WORK INSTRUCTION A — Please list each distinct paragraph number cited in the excerpt on vicarious liability below.

SELECTED EXCERPT —
The court also drew on policy considerations from the authorities it cited, including the idea that vicarious liability responds to risks created by the defendant’s enterprise and to the need for compensation and deterrence. Those considerations mattered because the defendant’s management of staff and assets had created the setting in which the infringement occurred. The court therefore treated the employment relationship not as a mere formal label, but as a practical source of risk. (Para 35, Para 41)

Why did the court find a sufficient connection between employment and the infringement?

The court found that there was a sufficient connection between the employment relationship and Mr Win’s infringing acts. It reasoned that the defendant’s employment arrangements, together with the way it managed staff and assets, created and enhanced the risk of infringement. The infringing conduct was not a random act by a stranger; it occurred in the workplace, using a laptop found there, and in the context of duties that involved NX software. (Para 41)

"For these reasons, I find that there is a sufficient connection between the relationship of employment and Mr Win’s infringing acts." — Per Dedar Singh Gill J, Para 41

The court’s reasoning was not limited to the fact of employment alone. It considered the broader circumstances: the defendant’s management of the laptop, the absence of administrative controls, and the fact that the employee’s role required use of NX software. Those features made the infringement sufficiently connected to the employment relationship to justify vicarious liability. The court thus treated the employer’s operational choices as part of the causal and normative basis for liability. (Para 6, Para 41)

RECORDS TO USE —

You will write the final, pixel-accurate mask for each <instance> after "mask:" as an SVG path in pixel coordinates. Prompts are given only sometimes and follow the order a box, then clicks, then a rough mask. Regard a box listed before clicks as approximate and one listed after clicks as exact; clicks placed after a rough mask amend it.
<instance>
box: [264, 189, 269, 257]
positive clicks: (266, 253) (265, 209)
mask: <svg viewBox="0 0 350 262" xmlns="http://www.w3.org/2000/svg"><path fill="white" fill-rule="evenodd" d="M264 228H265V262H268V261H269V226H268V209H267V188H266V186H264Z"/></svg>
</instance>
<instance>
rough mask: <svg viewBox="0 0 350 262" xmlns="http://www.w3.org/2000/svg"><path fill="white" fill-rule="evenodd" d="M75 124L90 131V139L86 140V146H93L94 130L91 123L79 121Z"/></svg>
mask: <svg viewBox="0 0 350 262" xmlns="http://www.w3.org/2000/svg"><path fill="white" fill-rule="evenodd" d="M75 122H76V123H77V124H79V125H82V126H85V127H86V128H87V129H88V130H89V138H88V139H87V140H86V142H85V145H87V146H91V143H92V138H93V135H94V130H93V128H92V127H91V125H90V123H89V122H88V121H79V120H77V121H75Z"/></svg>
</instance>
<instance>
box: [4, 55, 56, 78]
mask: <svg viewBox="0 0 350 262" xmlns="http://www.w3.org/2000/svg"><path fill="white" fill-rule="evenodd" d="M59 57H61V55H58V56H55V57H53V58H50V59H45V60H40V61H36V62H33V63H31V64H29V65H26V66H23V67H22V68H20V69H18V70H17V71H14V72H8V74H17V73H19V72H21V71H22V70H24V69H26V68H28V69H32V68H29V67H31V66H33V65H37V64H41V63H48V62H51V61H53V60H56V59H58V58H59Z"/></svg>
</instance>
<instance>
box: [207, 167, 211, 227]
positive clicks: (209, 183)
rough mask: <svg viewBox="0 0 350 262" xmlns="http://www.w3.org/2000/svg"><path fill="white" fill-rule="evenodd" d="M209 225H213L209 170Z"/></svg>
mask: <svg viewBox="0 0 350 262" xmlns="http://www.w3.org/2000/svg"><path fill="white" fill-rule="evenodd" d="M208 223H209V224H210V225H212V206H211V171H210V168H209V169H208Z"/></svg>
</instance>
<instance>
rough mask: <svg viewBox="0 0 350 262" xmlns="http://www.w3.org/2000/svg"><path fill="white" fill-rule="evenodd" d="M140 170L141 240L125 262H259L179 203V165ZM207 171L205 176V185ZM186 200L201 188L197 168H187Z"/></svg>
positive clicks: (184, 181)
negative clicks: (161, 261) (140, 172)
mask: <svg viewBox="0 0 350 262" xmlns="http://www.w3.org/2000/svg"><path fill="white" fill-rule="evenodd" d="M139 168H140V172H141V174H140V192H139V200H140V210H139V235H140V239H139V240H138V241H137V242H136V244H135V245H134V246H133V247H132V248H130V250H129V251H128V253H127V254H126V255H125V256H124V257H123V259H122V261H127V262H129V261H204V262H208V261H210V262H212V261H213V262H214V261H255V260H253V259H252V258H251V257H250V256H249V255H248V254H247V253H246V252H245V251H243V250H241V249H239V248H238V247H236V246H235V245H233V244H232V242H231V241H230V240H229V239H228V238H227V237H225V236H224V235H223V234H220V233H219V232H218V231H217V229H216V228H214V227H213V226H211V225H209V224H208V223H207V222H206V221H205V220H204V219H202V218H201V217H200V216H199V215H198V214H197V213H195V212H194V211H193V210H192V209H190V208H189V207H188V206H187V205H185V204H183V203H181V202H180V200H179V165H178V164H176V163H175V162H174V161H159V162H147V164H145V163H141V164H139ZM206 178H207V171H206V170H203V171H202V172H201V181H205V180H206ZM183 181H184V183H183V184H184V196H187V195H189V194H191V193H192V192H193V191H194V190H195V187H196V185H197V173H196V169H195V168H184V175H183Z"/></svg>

WORK INSTRUCTION B — Swap "box" for "bounding box" in the rows from their start through the line containing "positive clicks: (266, 253) (265, 209)". Return only those lines, with nothing else changed.

WRITTEN REPLY A — Para 35, Para 41, Para 6

WRITTEN REPLY B —
You will write the final, pixel-accurate mask for each <instance> after "mask:" as an SVG path in pixel coordinates. Prompts are given only sometimes and follow the order a bounding box, then clicks, then a rough mask. Regard a bounding box listed before clicks as approximate and one listed after clicks as exact; clicks placed after a rough mask amend it.
<instance>
bounding box: [264, 189, 269, 257]
positive clicks: (266, 253) (265, 209)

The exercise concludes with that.